Set problem: Turn the stretch of items below that opens with the line containing "Spot the utility" and closes with the line containing "[[576, 275], [198, 24], [340, 33], [487, 37]]" into a Markdown table with the columns Row and Line Text. Number the rows and leave out any blank lines.

Items:
--- BEGIN ---
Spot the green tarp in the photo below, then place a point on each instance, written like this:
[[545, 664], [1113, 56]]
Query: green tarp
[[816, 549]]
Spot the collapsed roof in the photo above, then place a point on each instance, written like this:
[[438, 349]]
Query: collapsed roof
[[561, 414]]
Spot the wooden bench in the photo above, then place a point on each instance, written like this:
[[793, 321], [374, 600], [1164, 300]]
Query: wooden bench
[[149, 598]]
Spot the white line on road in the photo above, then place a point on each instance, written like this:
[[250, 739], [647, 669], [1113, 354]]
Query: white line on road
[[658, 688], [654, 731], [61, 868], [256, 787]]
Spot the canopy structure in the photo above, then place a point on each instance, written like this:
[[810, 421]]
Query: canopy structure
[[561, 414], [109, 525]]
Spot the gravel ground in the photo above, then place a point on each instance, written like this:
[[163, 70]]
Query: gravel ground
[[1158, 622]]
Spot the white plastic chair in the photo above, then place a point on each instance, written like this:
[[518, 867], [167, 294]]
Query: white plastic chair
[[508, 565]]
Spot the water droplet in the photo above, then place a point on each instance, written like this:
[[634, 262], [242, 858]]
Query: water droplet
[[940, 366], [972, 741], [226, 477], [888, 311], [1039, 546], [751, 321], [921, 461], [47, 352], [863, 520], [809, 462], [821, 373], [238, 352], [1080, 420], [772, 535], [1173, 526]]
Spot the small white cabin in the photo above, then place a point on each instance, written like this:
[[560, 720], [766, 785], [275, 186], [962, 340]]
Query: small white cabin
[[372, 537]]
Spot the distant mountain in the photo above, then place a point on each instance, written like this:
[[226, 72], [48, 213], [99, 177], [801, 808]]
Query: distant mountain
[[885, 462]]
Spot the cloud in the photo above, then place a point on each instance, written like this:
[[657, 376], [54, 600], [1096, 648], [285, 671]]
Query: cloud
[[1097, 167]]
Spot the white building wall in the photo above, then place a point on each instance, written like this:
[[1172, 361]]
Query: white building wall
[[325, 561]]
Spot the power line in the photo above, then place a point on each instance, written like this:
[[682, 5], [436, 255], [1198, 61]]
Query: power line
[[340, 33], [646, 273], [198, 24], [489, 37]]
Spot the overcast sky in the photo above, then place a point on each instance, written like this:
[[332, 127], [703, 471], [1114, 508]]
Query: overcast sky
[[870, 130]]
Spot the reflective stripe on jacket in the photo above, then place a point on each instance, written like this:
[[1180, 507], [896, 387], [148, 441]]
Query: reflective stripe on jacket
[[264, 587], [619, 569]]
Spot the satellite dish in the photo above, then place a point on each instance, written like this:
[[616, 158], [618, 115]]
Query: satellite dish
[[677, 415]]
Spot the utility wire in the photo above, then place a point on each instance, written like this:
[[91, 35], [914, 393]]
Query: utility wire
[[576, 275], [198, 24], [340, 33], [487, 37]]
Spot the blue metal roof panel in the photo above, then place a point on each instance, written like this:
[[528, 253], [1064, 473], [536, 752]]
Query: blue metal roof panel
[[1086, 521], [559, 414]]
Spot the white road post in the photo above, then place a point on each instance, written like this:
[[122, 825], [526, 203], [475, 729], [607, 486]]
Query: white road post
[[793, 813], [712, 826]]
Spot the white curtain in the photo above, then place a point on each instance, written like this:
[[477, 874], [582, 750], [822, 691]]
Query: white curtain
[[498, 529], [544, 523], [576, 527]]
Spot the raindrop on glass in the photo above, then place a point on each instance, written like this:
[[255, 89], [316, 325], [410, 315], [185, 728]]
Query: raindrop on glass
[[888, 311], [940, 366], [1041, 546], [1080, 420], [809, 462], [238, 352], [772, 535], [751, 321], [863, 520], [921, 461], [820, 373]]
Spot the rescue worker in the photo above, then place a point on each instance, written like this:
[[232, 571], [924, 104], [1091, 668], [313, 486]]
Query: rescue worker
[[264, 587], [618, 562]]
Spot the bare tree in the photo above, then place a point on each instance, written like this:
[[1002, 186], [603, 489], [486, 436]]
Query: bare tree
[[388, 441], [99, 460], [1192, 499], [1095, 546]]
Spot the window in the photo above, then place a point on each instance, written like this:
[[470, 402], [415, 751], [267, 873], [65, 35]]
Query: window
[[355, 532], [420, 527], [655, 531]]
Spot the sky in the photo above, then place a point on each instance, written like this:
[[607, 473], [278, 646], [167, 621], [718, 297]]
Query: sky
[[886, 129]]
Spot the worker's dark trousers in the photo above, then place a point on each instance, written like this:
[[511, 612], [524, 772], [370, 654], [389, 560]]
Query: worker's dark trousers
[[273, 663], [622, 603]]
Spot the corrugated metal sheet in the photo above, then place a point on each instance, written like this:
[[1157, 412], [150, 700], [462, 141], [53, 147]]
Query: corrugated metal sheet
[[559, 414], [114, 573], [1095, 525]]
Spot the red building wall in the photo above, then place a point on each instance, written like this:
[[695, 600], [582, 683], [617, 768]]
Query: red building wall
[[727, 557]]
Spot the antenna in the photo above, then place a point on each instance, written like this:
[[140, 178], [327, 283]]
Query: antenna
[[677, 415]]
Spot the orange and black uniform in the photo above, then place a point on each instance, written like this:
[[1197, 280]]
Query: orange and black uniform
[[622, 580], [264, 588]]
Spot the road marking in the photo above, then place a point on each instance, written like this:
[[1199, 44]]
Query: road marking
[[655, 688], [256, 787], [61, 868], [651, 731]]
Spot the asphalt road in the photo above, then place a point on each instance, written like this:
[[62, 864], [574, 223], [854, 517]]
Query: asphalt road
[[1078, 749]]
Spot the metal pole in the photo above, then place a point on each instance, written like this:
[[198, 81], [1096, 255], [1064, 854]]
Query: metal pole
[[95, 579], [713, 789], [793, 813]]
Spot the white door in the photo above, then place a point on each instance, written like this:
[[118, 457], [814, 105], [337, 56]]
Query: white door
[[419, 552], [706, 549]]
--- END ---
--- BEGIN ---
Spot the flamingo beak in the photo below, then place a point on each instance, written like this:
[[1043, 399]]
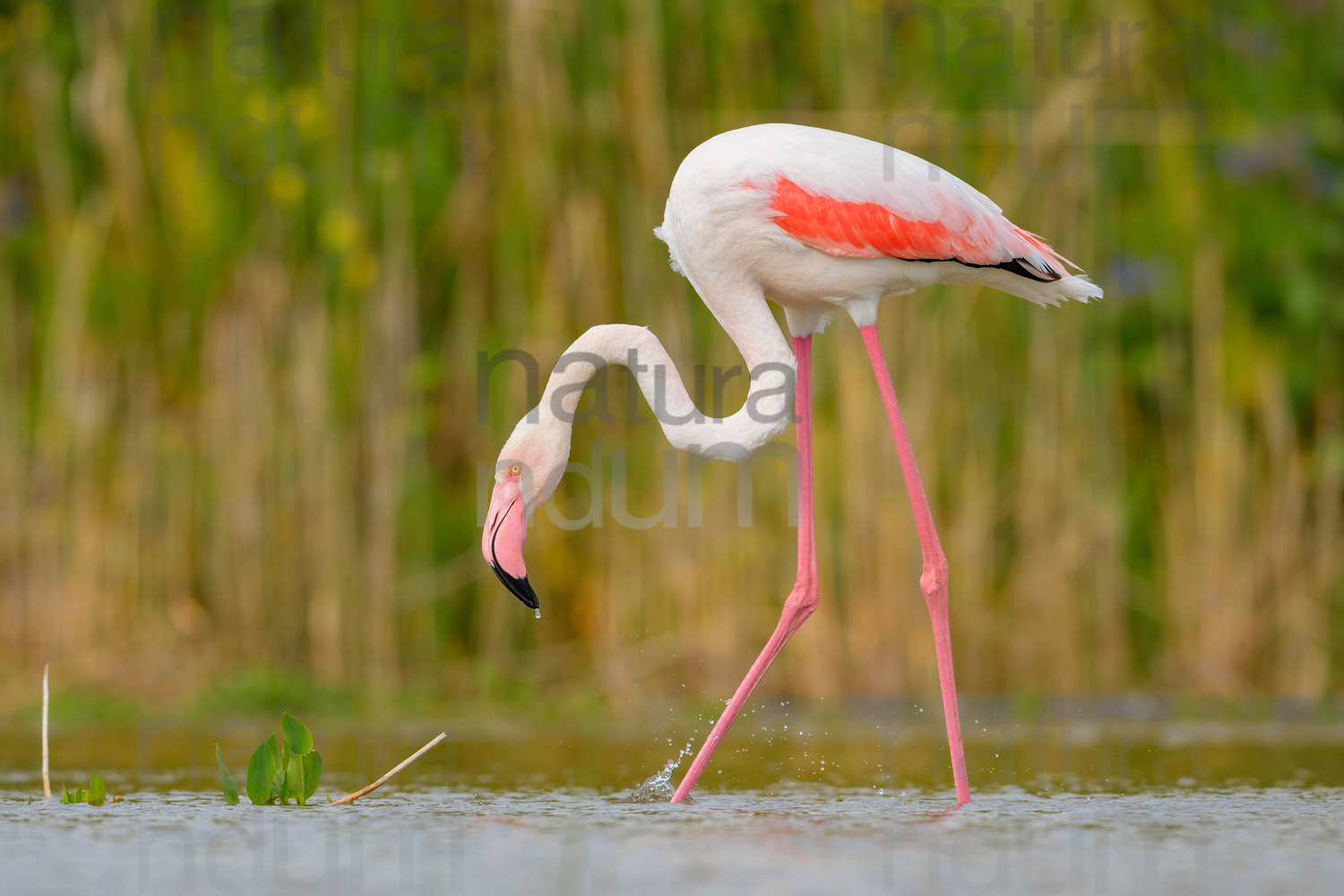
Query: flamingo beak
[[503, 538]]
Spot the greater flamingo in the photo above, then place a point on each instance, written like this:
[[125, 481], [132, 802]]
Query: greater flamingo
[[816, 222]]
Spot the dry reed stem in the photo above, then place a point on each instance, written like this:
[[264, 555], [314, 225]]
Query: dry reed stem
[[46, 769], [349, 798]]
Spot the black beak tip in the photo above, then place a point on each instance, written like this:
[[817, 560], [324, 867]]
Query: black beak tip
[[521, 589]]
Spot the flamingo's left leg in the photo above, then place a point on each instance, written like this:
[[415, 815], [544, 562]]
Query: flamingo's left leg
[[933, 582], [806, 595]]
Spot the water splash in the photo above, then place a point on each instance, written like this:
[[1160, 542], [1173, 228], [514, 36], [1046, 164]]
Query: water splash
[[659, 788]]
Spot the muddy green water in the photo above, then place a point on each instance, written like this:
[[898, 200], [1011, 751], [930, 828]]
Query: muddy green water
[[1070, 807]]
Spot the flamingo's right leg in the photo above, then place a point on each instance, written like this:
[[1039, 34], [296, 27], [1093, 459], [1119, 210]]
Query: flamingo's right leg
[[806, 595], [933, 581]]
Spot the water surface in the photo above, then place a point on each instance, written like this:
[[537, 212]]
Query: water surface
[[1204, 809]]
--- END ---
--- BEGIN ---
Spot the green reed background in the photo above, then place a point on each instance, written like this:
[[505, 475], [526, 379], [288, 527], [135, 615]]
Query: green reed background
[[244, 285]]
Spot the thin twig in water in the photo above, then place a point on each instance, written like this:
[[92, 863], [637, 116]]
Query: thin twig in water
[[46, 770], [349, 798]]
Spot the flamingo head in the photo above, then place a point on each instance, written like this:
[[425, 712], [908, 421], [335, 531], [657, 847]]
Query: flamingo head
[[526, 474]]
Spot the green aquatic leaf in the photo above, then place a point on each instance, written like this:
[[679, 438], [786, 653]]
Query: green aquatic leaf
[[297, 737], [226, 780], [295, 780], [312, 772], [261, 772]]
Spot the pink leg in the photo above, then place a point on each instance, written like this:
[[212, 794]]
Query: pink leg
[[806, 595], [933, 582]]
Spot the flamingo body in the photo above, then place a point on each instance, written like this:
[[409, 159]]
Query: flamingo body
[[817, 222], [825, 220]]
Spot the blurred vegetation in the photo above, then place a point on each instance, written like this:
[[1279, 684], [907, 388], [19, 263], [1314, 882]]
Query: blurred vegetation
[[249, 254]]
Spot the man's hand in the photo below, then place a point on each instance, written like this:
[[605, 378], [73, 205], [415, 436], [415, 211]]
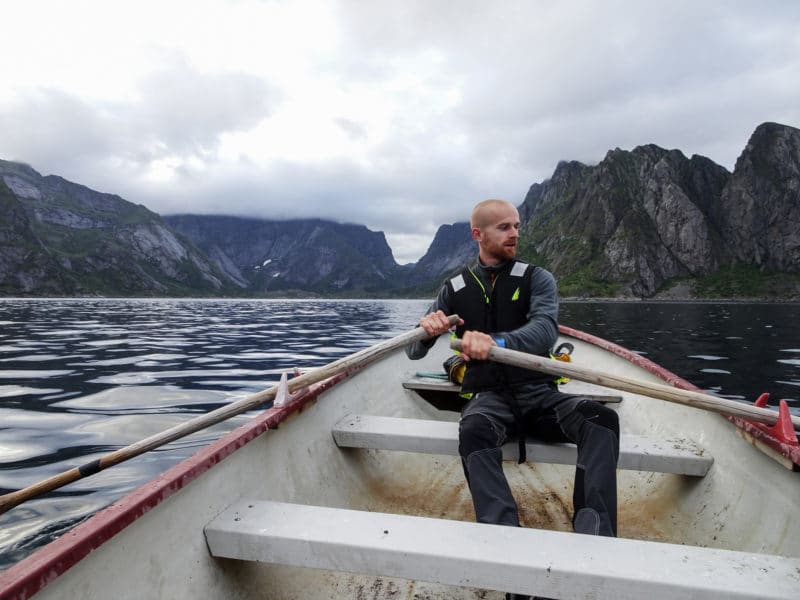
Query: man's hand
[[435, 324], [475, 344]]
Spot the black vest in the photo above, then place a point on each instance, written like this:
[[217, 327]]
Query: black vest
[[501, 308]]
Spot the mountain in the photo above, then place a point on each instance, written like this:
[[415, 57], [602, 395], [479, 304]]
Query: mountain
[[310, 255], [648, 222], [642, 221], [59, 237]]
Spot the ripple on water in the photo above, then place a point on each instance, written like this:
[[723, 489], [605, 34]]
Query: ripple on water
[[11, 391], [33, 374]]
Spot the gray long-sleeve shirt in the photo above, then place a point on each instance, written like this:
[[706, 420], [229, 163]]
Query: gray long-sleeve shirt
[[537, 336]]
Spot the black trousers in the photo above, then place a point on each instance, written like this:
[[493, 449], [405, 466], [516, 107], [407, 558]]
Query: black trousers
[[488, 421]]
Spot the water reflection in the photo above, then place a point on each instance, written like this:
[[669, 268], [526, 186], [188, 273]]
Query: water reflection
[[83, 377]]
--- END ---
Written solution:
| Row | Line Text |
|---|---|
| 1 | Spot the utility wire in the photo above, then place a point on each instance, written like this: |
| 2 | [[91, 35], [914, 393]] |
| 3 | Query: utility wire |
| 4 | [[576, 275], [198, 24], [340, 33], [487, 37]] |